→ Task to complete: Somewhere below are a line with "[(561, 327), (938, 37)]" and a later line with "[(179, 224), (92, 93), (32, 30)]". Output exactly those lines and all lines between them.

-=-=-=-=-

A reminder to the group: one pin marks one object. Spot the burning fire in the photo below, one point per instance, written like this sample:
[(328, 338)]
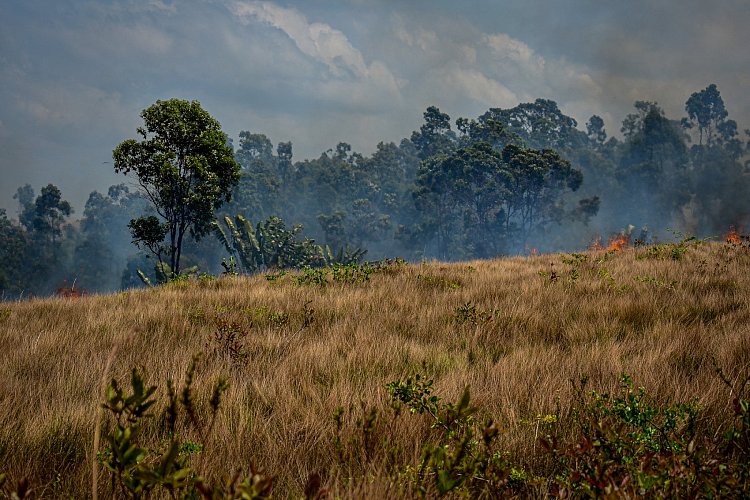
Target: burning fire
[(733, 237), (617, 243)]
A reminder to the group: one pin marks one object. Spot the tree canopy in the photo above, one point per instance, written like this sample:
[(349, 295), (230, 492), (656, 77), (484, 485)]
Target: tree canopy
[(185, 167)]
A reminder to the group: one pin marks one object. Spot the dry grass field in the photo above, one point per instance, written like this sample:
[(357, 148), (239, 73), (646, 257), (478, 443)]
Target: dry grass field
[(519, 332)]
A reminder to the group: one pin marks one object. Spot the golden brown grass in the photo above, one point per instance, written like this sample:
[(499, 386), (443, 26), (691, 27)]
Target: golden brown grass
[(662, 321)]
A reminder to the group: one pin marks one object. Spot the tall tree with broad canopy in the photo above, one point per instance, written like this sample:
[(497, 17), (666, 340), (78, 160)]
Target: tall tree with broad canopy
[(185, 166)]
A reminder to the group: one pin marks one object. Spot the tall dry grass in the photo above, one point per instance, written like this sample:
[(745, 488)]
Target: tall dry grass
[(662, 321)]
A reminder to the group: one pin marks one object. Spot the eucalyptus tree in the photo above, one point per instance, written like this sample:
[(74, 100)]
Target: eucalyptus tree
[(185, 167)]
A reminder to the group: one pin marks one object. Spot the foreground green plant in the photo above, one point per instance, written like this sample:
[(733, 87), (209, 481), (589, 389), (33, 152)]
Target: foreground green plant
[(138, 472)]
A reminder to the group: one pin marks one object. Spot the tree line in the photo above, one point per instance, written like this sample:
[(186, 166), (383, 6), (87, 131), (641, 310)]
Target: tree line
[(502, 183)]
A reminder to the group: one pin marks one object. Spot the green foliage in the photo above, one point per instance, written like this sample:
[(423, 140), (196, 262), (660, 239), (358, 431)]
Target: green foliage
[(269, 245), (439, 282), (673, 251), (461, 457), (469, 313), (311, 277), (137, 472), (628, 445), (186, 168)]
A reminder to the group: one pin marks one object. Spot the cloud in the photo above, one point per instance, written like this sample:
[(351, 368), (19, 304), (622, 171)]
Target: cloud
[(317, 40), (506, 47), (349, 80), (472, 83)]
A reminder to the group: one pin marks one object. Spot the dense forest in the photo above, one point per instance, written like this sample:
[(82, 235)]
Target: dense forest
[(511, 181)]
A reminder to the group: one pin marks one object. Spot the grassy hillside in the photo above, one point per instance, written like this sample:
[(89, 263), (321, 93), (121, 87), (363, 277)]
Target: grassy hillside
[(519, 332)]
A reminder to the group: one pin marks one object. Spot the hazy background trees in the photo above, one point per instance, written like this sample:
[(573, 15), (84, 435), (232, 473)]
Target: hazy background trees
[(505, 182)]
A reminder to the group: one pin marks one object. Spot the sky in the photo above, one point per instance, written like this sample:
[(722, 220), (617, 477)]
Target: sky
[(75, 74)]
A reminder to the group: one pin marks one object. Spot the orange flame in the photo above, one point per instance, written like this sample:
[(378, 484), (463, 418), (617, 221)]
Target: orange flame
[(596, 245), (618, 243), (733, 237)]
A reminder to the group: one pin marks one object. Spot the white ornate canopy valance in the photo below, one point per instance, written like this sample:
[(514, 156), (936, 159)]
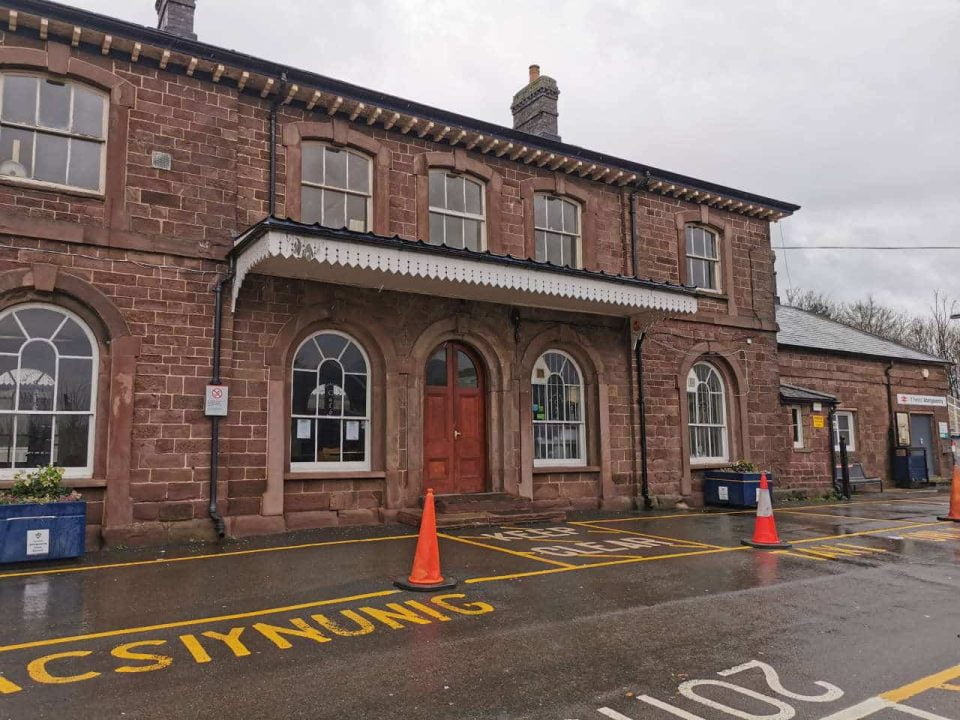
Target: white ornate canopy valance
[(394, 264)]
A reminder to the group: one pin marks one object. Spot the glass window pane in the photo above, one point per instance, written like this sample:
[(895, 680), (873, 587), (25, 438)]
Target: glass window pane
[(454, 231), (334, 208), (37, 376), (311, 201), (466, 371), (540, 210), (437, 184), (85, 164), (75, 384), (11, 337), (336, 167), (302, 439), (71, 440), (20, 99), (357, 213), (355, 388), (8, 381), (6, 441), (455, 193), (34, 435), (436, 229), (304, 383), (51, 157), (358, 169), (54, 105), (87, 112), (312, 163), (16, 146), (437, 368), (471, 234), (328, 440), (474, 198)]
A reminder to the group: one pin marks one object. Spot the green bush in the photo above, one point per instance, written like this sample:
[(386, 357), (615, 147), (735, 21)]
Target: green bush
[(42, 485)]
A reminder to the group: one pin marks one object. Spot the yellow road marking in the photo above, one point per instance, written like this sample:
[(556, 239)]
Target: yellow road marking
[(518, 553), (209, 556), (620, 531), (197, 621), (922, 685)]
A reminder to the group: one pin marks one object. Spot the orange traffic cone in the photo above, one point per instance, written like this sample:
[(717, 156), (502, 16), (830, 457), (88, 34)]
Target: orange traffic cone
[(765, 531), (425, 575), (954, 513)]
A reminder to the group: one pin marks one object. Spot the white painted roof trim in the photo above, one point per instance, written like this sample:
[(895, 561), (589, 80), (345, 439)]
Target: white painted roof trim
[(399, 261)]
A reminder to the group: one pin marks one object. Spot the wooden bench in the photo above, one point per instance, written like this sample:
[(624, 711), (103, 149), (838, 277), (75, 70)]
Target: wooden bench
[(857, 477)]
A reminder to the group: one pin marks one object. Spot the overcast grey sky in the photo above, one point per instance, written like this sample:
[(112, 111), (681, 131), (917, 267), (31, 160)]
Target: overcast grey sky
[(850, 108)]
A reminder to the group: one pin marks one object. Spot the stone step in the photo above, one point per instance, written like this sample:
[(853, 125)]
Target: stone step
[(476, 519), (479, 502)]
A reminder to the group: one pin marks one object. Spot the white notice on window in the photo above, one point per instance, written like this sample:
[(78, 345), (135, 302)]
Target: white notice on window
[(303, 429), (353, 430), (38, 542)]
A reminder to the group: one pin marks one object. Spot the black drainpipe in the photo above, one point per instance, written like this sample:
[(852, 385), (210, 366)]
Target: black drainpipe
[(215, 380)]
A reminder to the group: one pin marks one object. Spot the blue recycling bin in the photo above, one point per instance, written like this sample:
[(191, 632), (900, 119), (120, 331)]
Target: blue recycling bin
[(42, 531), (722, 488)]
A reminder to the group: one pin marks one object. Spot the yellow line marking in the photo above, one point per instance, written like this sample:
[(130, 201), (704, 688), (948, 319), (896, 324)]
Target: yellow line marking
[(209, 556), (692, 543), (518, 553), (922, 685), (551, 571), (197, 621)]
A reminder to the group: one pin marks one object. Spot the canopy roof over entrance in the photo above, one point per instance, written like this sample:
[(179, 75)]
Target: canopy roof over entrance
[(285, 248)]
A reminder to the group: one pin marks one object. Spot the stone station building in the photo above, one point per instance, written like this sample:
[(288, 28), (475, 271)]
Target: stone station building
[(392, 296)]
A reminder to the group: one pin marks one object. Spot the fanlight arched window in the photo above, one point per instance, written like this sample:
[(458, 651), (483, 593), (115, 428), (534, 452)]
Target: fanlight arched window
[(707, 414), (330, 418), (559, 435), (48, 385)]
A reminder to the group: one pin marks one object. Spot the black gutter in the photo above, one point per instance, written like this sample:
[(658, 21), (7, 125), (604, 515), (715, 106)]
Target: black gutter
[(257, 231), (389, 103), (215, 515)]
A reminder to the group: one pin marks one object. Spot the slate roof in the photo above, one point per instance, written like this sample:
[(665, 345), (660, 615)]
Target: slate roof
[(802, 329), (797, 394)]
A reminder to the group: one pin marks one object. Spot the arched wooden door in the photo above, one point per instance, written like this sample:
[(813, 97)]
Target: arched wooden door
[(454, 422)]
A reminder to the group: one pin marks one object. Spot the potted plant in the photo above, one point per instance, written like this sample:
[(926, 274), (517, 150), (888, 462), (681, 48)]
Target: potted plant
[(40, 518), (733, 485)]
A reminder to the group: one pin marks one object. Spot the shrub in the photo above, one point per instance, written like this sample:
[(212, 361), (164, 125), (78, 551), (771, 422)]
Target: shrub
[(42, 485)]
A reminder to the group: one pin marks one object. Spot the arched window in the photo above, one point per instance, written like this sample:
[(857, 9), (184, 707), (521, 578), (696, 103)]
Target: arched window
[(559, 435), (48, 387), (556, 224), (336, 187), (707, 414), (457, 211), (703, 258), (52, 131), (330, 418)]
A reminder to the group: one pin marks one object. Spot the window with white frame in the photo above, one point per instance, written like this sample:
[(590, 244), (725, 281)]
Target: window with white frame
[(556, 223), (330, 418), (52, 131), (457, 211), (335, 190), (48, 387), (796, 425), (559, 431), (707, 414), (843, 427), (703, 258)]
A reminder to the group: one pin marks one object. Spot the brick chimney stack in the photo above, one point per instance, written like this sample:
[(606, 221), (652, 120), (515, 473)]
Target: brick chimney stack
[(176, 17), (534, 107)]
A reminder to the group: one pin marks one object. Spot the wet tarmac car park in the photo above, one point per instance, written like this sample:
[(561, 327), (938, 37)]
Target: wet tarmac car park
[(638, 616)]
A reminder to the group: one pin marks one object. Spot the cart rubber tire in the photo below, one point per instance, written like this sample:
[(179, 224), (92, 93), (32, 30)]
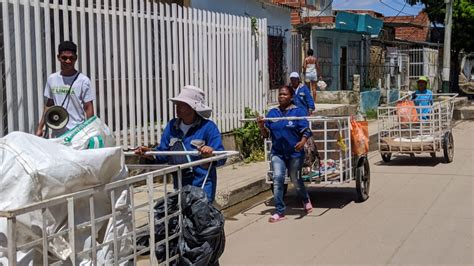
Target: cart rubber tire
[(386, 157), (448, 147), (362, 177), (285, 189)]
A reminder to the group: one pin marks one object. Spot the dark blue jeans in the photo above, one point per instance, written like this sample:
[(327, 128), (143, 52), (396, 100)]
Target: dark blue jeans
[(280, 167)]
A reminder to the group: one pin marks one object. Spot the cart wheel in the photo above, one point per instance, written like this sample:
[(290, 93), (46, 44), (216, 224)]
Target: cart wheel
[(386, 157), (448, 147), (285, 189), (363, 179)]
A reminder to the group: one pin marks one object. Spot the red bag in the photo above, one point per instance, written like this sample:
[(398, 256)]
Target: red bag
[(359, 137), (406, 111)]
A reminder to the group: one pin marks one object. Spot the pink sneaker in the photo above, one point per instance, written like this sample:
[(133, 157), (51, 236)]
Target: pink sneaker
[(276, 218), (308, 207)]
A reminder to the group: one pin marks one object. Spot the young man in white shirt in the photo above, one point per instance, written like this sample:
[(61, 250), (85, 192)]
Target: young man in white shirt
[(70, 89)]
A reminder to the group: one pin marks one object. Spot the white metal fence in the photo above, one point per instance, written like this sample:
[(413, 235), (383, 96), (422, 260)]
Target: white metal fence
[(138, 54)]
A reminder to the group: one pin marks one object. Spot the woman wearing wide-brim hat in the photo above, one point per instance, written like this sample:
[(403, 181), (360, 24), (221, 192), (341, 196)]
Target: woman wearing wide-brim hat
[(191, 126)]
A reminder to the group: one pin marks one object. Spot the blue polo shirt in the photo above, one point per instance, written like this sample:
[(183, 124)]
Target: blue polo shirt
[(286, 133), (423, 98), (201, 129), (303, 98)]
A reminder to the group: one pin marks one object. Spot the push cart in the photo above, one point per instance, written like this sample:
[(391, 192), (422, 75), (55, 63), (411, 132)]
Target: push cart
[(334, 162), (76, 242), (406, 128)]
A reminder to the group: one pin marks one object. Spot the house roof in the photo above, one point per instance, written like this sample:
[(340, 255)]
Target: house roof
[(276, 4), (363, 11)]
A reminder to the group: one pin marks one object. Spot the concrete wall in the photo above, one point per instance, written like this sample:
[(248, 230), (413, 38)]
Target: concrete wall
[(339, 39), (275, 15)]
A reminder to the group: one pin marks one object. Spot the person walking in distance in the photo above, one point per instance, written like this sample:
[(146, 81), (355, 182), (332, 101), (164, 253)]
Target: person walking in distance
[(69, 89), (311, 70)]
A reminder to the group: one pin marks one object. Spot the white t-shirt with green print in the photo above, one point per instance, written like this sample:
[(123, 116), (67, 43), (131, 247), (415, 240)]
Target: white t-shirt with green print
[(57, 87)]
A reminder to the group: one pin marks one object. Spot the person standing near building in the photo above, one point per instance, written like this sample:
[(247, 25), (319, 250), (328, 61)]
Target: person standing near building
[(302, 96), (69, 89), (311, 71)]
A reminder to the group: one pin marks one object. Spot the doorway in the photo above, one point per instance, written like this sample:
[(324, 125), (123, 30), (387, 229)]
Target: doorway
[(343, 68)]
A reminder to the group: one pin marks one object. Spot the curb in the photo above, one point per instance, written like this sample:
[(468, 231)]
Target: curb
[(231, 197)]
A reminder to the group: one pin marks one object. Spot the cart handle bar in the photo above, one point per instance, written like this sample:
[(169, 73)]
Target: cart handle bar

-=-=-=-=-

→ Answer space:
[(561, 327), (938, 37)]
Target: wet tarmac car park
[(638, 616)]
A reminder to the group: one pin marks one object. Spot the cart rubber tire in the photo below, one point per instance, written like this sample:
[(179, 224), (92, 93), (32, 30)]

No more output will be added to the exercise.